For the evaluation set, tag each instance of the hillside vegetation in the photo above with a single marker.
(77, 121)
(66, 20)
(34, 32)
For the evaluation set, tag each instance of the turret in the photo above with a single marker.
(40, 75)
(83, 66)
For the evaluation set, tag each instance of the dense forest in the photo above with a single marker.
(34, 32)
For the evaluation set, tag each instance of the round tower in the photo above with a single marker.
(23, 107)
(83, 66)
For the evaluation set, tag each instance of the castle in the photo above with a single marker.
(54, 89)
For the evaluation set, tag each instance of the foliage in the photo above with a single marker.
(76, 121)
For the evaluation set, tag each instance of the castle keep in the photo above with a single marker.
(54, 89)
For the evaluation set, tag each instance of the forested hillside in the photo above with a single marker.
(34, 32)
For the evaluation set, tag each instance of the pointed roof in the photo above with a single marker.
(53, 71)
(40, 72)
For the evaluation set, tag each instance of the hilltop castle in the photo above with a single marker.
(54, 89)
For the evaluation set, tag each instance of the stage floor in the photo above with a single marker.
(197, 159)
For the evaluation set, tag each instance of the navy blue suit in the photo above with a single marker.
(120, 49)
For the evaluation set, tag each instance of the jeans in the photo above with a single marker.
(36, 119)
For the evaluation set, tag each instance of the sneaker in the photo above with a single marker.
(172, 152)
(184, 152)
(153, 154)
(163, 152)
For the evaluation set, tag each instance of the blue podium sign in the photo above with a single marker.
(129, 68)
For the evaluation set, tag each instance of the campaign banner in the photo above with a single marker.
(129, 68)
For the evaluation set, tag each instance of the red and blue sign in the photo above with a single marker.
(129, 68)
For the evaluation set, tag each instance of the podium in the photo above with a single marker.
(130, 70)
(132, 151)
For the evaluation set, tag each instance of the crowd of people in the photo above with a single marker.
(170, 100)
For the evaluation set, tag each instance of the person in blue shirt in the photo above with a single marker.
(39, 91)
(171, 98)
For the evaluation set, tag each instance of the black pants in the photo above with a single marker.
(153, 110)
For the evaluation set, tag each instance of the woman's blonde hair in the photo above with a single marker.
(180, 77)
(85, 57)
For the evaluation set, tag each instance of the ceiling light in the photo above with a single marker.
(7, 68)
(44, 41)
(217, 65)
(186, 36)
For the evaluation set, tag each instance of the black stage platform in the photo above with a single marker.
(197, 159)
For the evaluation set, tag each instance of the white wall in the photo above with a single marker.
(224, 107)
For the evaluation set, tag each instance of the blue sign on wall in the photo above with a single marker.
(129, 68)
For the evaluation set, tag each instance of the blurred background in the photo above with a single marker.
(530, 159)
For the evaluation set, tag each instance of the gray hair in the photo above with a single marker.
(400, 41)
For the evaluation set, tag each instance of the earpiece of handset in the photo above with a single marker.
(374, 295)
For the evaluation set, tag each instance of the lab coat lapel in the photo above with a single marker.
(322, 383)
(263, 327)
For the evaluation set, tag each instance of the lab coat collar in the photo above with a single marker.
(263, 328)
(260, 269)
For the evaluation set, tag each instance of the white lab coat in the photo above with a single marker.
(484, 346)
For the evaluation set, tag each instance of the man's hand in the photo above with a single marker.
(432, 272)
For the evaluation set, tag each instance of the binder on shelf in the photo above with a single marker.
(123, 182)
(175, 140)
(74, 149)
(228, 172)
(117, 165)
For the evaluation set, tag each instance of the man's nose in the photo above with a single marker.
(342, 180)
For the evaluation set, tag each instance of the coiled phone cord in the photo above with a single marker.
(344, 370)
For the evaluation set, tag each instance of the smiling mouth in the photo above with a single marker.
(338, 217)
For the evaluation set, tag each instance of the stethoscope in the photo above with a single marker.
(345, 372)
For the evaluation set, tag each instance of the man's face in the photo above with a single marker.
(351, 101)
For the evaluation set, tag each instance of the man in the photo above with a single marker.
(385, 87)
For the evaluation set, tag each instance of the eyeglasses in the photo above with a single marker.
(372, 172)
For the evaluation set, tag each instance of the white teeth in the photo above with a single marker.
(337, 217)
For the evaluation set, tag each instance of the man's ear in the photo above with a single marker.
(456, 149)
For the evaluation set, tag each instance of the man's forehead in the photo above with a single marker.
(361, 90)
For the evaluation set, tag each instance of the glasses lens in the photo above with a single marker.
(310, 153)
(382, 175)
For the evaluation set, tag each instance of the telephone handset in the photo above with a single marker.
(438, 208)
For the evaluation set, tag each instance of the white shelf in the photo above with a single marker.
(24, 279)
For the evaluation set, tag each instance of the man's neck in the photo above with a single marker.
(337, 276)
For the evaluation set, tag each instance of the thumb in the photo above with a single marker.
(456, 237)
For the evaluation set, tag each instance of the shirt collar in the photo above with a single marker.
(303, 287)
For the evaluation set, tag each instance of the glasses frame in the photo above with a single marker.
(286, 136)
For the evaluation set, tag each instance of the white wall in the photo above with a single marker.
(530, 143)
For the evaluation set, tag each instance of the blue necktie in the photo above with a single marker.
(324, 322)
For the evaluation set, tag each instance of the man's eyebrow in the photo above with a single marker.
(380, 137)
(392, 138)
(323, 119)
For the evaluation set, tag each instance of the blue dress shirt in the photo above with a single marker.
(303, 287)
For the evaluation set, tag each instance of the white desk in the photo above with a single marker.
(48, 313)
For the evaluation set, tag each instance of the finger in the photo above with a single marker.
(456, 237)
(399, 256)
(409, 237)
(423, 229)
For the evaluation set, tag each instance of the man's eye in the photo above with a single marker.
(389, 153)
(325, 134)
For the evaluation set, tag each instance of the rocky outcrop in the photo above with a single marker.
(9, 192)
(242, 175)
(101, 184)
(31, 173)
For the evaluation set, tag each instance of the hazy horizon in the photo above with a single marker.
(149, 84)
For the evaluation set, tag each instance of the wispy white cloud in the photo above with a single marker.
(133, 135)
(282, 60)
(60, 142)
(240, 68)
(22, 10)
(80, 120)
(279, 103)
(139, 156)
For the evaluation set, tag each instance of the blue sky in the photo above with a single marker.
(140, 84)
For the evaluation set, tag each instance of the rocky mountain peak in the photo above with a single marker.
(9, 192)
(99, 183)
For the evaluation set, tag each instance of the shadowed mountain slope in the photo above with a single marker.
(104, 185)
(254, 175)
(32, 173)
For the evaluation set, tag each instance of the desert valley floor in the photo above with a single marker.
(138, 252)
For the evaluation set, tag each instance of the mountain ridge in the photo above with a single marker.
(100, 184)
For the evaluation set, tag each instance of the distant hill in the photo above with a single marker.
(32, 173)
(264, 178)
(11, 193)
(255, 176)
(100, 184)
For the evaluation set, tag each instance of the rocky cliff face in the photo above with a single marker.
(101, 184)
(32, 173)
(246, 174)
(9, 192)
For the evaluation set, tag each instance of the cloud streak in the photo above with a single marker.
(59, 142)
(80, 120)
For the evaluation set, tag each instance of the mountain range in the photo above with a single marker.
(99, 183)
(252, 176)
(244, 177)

▬▬▬▬▬▬

**Set problem**
Return the line that contains "For the evaluation set, tag each instance of the blue dress" along with every line after it through the end of the entries, exactly, adding nothing.

**Answer for the task**
For the evaluation set, tag each instance of the blue dress shirt in the photo above with a single marker.
(303, 287)
For the evaluation set, tag each instance of the white desk in the photo above with a single marker.
(48, 313)
For the evaluation set, tag each instance of the finger in the photo above with a single marker.
(456, 237)
(399, 256)
(409, 237)
(423, 229)
For the evaluation set, tag each instance of the man's eye in the photo above with a single marker.
(389, 153)
(325, 134)
For the evaluation set, tag each instance of the rocky outcrop in the photo above with a single marker.
(9, 192)
(242, 175)
(101, 184)
(31, 173)
For the evaluation set, tag each instance of the hazy horizon in the photo above with a single marker.
(149, 84)
For the evaluation set, tag each instance of the wispy white cloud in the photo above with a single marker.
(133, 135)
(282, 60)
(60, 142)
(240, 68)
(22, 10)
(80, 120)
(279, 103)
(139, 156)
For the evaluation set, tag each instance of the blue sky in the photo above with a single marker.
(140, 84)
For the evaluation set, tag each instance of the rocky mountain peak in the photo above with a single marker.
(9, 192)
(99, 183)
For the evaluation set, tag each instance of the shadowed mountain slope in the photo above with a single marker.
(104, 185)
(254, 175)
(32, 173)
For the evaluation set, tag each instance of the desert valley floor in the photo above with a single marker.
(138, 252)
For the evaluation set, tag each instance of the mountain ridge in the photo above with a single marker.
(100, 184)
For the evaluation set, tag each instance of the distant hill in the photo above with a single marker.
(32, 173)
(264, 178)
(11, 193)
(255, 176)
(100, 184)
For the evaluation set, tag each instance of the rocky cliff face in the photo above with a single marker.
(101, 184)
(32, 173)
(246, 174)
(9, 192)
For the evaluation set, tag each instance of the cloud streak in the photo above with a single marker.
(59, 142)
(80, 120)
For the evaluation set, tag each instance of the mountain range in the photo above with a single marker.
(99, 183)
(252, 176)
(244, 177)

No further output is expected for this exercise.